DATA FOR ANALYSIS: Begin

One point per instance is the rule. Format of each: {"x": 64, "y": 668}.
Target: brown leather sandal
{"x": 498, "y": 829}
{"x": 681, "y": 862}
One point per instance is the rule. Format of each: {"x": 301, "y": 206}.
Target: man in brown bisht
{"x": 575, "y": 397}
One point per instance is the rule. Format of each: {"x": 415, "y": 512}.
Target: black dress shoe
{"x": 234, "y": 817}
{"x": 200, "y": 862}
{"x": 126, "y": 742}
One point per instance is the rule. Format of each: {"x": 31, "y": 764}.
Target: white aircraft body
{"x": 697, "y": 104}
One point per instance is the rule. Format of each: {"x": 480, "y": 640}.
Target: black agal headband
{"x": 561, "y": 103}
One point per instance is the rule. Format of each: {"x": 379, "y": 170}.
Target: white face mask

DATA FOR ANALYSIS: End

--- EXERCISE GOAL ---
Top to bottom, the records above must be output exactly.

--- WRITTEN RESPONSE ---
One point per instance is the rule. Format of each: {"x": 64, "y": 668}.
Target: brown leather sandal
{"x": 498, "y": 829}
{"x": 681, "y": 862}
One point per instance is the rule. Format of each: {"x": 301, "y": 206}.
Target: man in brown bisht
{"x": 575, "y": 397}
One point per instance is the rule. Format of each: {"x": 415, "y": 512}.
Target: black dress shoe
{"x": 234, "y": 817}
{"x": 200, "y": 862}
{"x": 126, "y": 742}
One point per instance is the rule. Format of each: {"x": 31, "y": 764}.
Target: white aircraft body
{"x": 697, "y": 104}
One point per instance is the rule. Format of each: {"x": 480, "y": 640}.
Target: black agal headband
{"x": 561, "y": 103}
One point per instance is the rule. Format of each: {"x": 379, "y": 170}.
Target: white face mask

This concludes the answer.